> Task requirements
Write out the lines starting with the line that contains "ladder step in the photo above." and going on through the end of the items, keeping the requests, but multiply every coordinate in the answers by 2.1 and round to whole numbers, with halves rounded up.

Named-object pointing items:
○ ○ ○

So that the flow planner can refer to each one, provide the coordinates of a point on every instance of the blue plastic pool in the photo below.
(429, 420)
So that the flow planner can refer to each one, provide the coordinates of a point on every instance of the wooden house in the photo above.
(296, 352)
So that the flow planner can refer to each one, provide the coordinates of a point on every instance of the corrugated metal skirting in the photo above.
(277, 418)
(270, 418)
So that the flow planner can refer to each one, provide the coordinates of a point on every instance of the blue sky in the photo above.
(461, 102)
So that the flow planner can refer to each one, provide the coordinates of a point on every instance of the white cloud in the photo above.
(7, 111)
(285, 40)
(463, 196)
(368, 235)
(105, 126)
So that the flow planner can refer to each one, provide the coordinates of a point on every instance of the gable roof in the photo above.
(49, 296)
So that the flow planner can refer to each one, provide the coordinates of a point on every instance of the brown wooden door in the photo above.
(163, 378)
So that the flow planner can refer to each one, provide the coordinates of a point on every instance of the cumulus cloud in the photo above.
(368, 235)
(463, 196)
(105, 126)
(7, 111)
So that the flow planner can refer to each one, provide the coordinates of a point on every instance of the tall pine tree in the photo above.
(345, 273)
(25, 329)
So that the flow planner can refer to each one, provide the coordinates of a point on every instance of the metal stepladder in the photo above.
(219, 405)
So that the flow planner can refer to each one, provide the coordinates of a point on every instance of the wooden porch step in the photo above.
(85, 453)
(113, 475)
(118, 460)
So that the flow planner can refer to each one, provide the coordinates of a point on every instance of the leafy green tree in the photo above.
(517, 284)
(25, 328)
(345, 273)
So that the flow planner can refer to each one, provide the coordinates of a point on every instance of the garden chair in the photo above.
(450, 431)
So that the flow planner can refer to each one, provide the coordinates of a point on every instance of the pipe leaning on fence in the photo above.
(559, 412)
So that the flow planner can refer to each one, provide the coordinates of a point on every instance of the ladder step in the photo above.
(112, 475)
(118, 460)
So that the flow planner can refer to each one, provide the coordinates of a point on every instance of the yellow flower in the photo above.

○ ○ ○

> Result
So that the flow planner can refer to each one, provide the coordinates of a point on every instance of the ladder step in the photo above.
(235, 998)
(248, 966)
So that the flow planner can refer to each one, provide the coordinates of a point on every instance of the yellow flower in the photo above.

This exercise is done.